- Your instructions -
Print only the closing part of the entries. It starts at the line containing "[[327, 335], [36, 168]]" and includes the final line, exactly as written.

== Segment start ==

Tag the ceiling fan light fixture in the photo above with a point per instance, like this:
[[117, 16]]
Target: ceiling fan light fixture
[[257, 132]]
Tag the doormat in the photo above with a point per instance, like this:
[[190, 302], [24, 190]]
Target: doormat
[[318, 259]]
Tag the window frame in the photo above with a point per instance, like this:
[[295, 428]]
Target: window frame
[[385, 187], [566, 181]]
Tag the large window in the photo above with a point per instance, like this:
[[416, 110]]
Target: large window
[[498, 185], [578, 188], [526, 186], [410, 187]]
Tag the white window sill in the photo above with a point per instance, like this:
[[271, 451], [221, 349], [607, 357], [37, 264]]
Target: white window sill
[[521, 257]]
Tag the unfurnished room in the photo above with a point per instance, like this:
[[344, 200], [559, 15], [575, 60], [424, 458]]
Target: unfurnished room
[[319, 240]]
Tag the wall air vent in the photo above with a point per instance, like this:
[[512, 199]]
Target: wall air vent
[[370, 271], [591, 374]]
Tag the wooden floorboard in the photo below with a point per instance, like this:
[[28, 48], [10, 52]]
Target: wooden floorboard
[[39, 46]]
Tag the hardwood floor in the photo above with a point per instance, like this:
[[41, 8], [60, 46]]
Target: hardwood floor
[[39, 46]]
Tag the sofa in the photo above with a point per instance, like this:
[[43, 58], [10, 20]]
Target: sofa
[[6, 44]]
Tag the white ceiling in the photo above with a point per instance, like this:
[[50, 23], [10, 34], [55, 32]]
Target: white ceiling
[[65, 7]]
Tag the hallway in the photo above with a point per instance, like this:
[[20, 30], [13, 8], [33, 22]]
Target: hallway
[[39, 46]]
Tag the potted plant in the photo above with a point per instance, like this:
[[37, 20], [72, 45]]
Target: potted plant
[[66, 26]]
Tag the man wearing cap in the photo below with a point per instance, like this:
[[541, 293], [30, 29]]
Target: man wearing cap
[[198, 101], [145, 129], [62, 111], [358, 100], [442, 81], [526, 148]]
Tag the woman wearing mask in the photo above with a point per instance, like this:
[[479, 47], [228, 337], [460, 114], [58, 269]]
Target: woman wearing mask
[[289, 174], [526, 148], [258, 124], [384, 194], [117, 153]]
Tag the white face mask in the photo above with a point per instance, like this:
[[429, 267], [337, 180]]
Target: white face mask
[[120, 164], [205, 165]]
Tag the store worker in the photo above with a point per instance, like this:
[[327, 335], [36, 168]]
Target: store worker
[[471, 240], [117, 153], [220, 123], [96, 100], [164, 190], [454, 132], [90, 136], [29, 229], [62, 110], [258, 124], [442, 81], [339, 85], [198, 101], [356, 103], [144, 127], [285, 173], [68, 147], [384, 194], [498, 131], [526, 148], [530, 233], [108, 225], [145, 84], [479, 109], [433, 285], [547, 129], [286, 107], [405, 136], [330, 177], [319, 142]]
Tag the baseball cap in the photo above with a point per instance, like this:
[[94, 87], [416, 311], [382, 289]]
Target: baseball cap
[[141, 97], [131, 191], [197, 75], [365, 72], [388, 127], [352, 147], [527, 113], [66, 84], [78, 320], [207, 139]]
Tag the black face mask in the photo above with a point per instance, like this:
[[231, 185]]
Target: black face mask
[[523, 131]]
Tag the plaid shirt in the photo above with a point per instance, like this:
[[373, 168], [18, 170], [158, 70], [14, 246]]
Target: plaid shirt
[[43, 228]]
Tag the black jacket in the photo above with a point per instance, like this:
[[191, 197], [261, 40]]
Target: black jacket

== Segment end ==

- Task output -
[[327, 335], [36, 168]]
Target: store worker
[[471, 240], [117, 153], [220, 123], [96, 100], [164, 190], [454, 132], [90, 136], [29, 229], [62, 110], [258, 124], [442, 81], [339, 85], [198, 101], [356, 103], [144, 127], [285, 173], [68, 147], [384, 194], [498, 131], [526, 148], [530, 233], [108, 225], [145, 84], [479, 109], [433, 285], [547, 129], [286, 107], [405, 136], [330, 177], [319, 142]]
Tag the baseball cap in the photo above with a point per instance, like this:
[[94, 87], [416, 311], [382, 289]]
Target: baseball cap
[[141, 97], [131, 191], [197, 75], [365, 72], [388, 127], [352, 147], [527, 113], [66, 84], [78, 320], [207, 139]]
Tag the black face mask in the photo above with a point per instance, like this:
[[231, 185]]
Target: black face mask
[[523, 131]]
Tag the plaid shirt in the photo above with a point per instance, like this:
[[373, 168], [18, 170], [158, 70], [14, 246]]
Target: plaid shirt
[[43, 228]]
Tag the black jacket in the photo above with a point per instance, like this:
[[191, 197], [261, 40]]
Target: black jacket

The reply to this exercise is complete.